In 17 days, Brittany Sanzo raised $675 for the homeless.
Sanzo, a sophomore social work major, is using the money to create care packages and fill them with items like shampoo, socks, food and deodorant. So far, she has 35 reusable bags full of supplies ready to be given out.
Sanzo and her boyfriend, Clay Alldredge, plan to travel to Philadelphia the third week of October and hand out the bags to homeless people. They will use the extra money to take homeless people out to dinner.
This generosity stems from Sanzo’s recent experiences with Project Homeless Connect in Hagerstown and Harrisburg. Project Homeless Connect gives homeless people the opportunity to receive medical and social services in a single location.
Last semester, Sanzo volunteered at the event in Hagerstown, Maryland, and had the chance to get to know some of the people living on the streets.
“I just kind of went to get community services hours at first, but then once I did it I loved it,” Sanzo said. Through her experience, Sanzo realized that homelessness can happen to anyone.
One of the people she met at the Harrisburg Project Homeless Connect was a veteran with a degree from the University of Mississippi.
She wants to talk to homeless people and learn about their history while helping them at the same time.
At the Farm Show Complex in Harrisburg, Sanzo asked homeless people what they needed the most so she could purchase helpful items for her care packages. Some of the most requested items were socks and razors.
Through her conversations, Sanzo learned about the circumstances that brought people to homelessness.
“He was in the south tower when it got hit in 9/11,” Sanzo said of a man she met through Project Homeless Connect. “He got PTSD (post-traumatic stress disorder) from it…he watched his friends die.”
The stories of these people changed Sanzo’s outlook on homelessness. Originally from Ocean City, New Jersey, Sanzo grew up in a wealthy community. “I came from a town where people live in million dollar houses,” Sanzo said.
As a child, she visited Boston with her family and was startled by a homeless woman they passed on the street. “I was really very uneducated about poverty,” Sanzo said.
She feels that a lot of people are.
While preparing some of the care packages at the front desk in Presidents Hall, where Sanzo is a resident assistant, a resident approached her and asked what she was doing.
Once Sanzo explained, the resident made a generalization about most homeless people being drug addicts and alcoholics.

·····

Directions:
#1 According to the article, how much money did Brittany Sanzo raise for the homeless, and over how many days?
#2 From the article, write out everything from "In 17 days, Brittany" down to "a single location.".

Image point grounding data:
·····

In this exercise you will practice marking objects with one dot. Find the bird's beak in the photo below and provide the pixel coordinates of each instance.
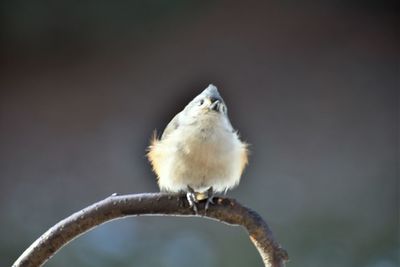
(215, 104)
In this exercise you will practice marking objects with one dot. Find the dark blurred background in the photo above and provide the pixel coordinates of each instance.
(313, 86)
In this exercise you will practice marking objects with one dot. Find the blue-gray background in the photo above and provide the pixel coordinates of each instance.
(312, 86)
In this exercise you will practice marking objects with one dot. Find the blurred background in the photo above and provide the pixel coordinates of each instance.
(312, 86)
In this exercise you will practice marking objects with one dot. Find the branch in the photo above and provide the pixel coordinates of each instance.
(224, 210)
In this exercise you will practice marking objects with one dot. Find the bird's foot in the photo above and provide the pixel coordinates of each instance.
(192, 199)
(210, 198)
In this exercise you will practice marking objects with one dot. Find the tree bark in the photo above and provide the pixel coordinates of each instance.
(224, 210)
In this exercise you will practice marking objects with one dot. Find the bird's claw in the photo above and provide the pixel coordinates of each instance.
(191, 197)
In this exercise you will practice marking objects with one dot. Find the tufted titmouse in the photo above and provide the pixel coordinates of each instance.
(199, 152)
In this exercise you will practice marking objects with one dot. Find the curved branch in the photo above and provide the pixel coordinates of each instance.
(225, 210)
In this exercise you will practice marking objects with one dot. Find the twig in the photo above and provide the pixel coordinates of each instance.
(225, 210)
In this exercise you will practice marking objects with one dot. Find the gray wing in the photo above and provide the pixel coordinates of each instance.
(172, 125)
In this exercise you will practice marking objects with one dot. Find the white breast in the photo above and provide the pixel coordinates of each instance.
(202, 155)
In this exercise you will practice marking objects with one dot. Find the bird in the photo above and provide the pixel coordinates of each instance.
(199, 152)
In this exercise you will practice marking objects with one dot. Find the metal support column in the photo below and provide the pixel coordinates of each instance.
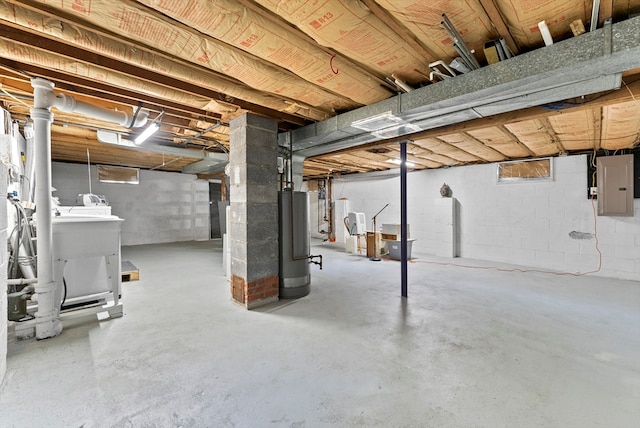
(403, 216)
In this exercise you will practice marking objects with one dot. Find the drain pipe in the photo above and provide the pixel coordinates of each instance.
(47, 322)
(47, 317)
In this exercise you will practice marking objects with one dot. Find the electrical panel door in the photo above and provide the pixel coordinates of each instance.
(615, 185)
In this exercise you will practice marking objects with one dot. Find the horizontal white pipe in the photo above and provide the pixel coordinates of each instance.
(71, 105)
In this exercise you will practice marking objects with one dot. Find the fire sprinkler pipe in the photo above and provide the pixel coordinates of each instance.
(47, 317)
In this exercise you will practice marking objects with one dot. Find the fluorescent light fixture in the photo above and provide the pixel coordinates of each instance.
(378, 122)
(396, 131)
(148, 132)
(399, 162)
(546, 34)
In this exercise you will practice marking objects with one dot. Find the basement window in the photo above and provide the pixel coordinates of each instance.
(525, 170)
(118, 174)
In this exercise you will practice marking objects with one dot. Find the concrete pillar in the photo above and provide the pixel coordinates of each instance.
(297, 167)
(254, 210)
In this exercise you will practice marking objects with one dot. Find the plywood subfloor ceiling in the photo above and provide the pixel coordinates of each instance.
(201, 63)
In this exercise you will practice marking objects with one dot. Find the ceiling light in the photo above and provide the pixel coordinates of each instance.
(399, 162)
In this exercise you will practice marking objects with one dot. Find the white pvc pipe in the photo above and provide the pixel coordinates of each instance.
(47, 322)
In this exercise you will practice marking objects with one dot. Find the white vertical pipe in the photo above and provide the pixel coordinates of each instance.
(546, 34)
(47, 322)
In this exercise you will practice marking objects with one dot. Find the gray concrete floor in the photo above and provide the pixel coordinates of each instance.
(468, 348)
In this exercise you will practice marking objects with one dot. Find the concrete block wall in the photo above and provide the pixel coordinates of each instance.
(547, 225)
(3, 273)
(163, 207)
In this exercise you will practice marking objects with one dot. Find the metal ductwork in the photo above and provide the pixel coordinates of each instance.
(590, 63)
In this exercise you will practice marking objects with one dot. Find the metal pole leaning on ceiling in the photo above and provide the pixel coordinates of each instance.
(459, 44)
(403, 217)
(47, 322)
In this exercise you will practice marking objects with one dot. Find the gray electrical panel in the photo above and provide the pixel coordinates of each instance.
(615, 185)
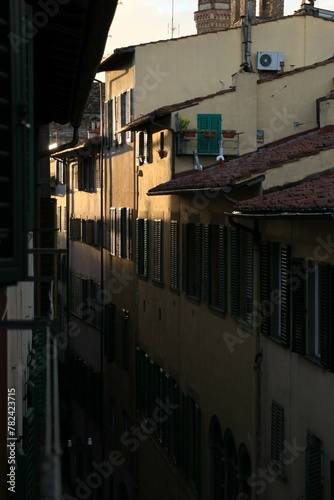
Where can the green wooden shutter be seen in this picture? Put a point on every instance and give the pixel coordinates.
(285, 295)
(185, 436)
(325, 312)
(222, 296)
(313, 468)
(207, 264)
(197, 448)
(277, 435)
(249, 271)
(157, 250)
(265, 289)
(208, 122)
(235, 271)
(198, 262)
(298, 307)
(174, 254)
(185, 266)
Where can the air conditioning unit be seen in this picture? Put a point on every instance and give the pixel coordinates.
(269, 61)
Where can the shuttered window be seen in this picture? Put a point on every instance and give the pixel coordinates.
(313, 468)
(241, 268)
(275, 291)
(158, 250)
(208, 145)
(142, 253)
(298, 290)
(75, 229)
(174, 255)
(277, 436)
(124, 233)
(215, 266)
(192, 259)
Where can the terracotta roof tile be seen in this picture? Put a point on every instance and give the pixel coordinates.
(312, 195)
(250, 164)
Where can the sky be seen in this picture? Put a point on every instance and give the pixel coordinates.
(140, 21)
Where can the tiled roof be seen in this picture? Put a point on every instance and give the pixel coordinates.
(250, 164)
(309, 196)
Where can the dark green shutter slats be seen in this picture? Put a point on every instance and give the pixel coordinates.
(298, 307)
(185, 240)
(222, 296)
(185, 436)
(325, 311)
(313, 472)
(235, 271)
(197, 448)
(157, 250)
(198, 262)
(207, 264)
(174, 255)
(285, 295)
(277, 434)
(249, 271)
(265, 289)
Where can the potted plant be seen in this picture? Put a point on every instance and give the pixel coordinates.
(183, 127)
(229, 133)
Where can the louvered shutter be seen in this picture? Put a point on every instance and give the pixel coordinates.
(207, 263)
(208, 122)
(265, 289)
(174, 255)
(313, 472)
(222, 248)
(298, 307)
(325, 313)
(185, 263)
(113, 231)
(198, 262)
(285, 295)
(157, 250)
(277, 435)
(249, 269)
(235, 271)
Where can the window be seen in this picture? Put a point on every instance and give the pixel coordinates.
(209, 145)
(174, 255)
(75, 229)
(124, 239)
(191, 259)
(241, 265)
(158, 251)
(142, 230)
(215, 266)
(88, 231)
(275, 291)
(143, 148)
(277, 436)
(314, 468)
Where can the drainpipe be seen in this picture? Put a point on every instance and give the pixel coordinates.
(249, 34)
(163, 127)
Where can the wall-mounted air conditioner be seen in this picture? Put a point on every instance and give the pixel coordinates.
(269, 61)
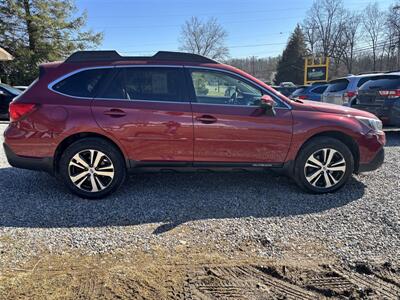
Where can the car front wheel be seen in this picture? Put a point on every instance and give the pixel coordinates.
(323, 165)
(92, 168)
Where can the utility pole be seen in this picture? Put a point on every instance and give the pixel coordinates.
(396, 9)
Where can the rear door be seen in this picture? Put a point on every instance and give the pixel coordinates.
(228, 124)
(146, 108)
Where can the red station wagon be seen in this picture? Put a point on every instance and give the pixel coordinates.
(96, 116)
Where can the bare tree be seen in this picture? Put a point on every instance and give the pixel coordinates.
(393, 33)
(327, 19)
(346, 47)
(204, 38)
(373, 24)
(310, 35)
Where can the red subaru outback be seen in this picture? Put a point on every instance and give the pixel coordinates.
(96, 116)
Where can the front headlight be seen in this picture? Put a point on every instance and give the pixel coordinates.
(374, 124)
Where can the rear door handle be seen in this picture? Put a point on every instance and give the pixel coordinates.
(206, 119)
(115, 113)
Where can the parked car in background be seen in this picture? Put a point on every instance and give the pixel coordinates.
(309, 92)
(7, 94)
(380, 95)
(96, 116)
(20, 87)
(343, 90)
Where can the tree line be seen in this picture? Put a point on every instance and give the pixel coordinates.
(37, 31)
(356, 41)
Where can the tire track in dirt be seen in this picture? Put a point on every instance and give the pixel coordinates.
(378, 285)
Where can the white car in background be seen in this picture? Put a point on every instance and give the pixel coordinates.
(342, 91)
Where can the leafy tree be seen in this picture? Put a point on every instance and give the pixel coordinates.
(37, 31)
(291, 64)
(204, 38)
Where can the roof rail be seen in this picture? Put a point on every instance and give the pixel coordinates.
(392, 71)
(112, 55)
(370, 72)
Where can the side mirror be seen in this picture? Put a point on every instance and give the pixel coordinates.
(267, 105)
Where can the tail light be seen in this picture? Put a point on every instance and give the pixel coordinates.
(390, 93)
(347, 96)
(19, 110)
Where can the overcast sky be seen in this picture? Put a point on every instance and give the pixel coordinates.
(255, 27)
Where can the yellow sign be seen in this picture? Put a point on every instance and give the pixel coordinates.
(315, 69)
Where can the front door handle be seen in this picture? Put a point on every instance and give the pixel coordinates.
(115, 113)
(206, 119)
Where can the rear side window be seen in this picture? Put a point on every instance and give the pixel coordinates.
(337, 85)
(387, 82)
(153, 84)
(320, 89)
(83, 84)
(362, 81)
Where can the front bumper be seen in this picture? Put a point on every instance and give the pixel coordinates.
(30, 163)
(374, 164)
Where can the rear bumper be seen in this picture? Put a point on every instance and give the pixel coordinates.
(31, 163)
(388, 113)
(374, 164)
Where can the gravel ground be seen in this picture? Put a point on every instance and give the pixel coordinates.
(263, 212)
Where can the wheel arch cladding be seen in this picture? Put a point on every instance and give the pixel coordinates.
(82, 135)
(344, 138)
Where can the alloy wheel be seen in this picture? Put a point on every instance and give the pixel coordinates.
(325, 168)
(91, 170)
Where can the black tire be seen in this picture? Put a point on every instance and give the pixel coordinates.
(315, 147)
(112, 156)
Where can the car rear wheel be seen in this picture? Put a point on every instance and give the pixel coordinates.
(92, 168)
(323, 165)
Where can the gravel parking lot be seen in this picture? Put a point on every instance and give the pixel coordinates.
(261, 214)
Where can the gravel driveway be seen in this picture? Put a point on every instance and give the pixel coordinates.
(226, 210)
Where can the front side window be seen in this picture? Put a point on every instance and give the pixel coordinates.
(214, 87)
(153, 84)
(82, 84)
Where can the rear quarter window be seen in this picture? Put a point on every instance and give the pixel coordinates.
(362, 81)
(337, 85)
(320, 89)
(299, 91)
(387, 82)
(82, 84)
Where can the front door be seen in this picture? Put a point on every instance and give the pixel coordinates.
(147, 110)
(228, 125)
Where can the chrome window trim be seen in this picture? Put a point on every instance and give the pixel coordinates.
(54, 82)
(138, 100)
(246, 80)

·····

Answers to the problems:
#1 She raised $675 in 17 days.

#2
In 17 days, Brittany Sanzo raised $675 for the homeless.
Sanzo, a sophomore social work major, is using the money to create care packages and fill them with items like shampoo, socks, food and deodorant. So far, she has 35 reusable bags full of supplies ready to be given out.
Sanzo and her boyfriend, Clay Alldredge, plan to travel to Philadelphia the third week of October and hand out the bags to homeless people. They will use the extra money to take homeless people out to dinner.
This generosity stems from Sanzo’s recent experiences with Project Homeless Connect in Hagerstown and Harrisburg. Project Homeless Connect gives homeless people the opportunity to receive medical and social services in a single location.